SET TASK A
Condense the paragraph of the article on "Lost in You" that begins "Lost in You is a song by British singer" into a bulleted list that keeps its main facts.

------ SELECTED PASSAGE ------

Lost in You is a song by British singer Rod Stewart, released in 1988 as the lead single from his fifteenth studio album Out of Order. It was written by Stewart (lyrics) and Andy Taylor (music), and produced by Stewart, Taylor and Bernard Edwards. "Lost in You" peaked at No. 12 on the US Billboard Hot 100 and No. 21 on the UK Singles Chart.

Background
In the liner notes of Storyteller – The Complete Anthology: 1964–1990, Stewart said of the song: "It was a Wednesday evening and we'd been hard at it in the studio, coming up with nothing. I said to the assembled band that Wednesday evening was football practice night [and] asked Andy Taylor to experiment while I was gone and maybe have something when I returned at 11pm. ["Lost in You"] was the result."

Music video
The song's music video was directed by Daniel Kleinman and Jonathan Kaplan, and produced by Daniel Stewart and Beth Broday for Limelight Productions. It received heavy rotation on MTV.

------

SET TASK B
Extract every line of the records below that contains the string "tailgate".

------ SUPPLIED MATERIAL ------

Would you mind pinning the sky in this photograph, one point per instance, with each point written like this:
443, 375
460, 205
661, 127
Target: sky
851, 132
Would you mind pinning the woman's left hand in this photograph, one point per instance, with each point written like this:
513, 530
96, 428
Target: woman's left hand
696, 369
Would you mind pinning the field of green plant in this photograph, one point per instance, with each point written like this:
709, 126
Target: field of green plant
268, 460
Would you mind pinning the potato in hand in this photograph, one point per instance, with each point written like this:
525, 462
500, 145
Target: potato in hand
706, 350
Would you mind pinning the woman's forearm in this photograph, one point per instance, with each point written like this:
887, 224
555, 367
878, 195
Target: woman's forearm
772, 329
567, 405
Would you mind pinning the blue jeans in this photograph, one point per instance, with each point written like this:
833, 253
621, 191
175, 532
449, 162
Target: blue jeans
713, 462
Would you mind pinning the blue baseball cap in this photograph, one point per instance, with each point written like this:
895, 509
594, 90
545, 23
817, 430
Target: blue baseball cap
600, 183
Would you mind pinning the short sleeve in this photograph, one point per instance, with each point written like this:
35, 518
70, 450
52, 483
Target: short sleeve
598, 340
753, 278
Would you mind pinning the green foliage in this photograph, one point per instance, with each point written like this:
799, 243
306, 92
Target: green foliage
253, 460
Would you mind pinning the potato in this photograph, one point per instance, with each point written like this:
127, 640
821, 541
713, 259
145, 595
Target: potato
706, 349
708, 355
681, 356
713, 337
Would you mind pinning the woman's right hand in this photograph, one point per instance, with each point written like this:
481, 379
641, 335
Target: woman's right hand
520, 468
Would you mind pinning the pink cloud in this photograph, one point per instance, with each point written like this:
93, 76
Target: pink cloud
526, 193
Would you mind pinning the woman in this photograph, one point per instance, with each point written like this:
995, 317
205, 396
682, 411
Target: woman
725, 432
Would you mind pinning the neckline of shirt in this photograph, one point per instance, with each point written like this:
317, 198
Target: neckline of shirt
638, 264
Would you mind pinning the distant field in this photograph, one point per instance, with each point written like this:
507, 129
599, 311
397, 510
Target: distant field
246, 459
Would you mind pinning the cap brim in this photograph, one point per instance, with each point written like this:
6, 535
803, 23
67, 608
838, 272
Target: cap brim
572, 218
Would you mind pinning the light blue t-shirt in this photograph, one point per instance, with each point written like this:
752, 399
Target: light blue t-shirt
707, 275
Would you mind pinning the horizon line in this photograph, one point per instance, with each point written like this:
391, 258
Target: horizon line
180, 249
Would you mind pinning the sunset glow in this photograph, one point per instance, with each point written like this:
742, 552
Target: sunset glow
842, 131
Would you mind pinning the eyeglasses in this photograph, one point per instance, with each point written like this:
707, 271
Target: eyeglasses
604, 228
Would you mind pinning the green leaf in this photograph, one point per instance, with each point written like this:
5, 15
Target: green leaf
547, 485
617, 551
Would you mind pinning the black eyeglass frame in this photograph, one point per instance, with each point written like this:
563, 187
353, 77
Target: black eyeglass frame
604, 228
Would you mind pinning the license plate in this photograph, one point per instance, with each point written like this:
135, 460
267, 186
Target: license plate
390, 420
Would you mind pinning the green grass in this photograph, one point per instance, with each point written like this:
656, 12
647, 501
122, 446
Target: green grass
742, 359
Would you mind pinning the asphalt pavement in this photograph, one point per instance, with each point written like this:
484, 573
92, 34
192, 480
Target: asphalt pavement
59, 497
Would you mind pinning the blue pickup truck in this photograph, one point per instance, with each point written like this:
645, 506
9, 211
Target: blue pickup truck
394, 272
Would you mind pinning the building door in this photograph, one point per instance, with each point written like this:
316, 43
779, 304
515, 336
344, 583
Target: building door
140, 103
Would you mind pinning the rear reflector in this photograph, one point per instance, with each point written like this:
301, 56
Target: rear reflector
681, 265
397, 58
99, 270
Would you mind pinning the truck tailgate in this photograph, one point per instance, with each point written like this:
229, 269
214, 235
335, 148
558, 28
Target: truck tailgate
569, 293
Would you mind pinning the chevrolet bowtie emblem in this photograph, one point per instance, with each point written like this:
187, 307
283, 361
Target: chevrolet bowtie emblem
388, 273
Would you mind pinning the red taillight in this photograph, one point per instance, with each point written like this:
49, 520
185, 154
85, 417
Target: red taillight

------

RESPONSE A
- "Lost in You" is a song by British singer Rod Stewart, released in 1988.
- It was the lead single from his fifteenth studio album, Out of Order.
- Stewart wrote the lyrics and Andy Taylor wrote the music.
- It was produced by Stewart, Taylor and Bernard Edwards.
- It peaked at No. 12 on the US Billboard Hot 100 and No. 21 on the UK Singles Chart.

RESPONSE B
Would you mind pinning the truck tailgate in this photograph, one point per instance, with each point written like this:
Target: truck tailgate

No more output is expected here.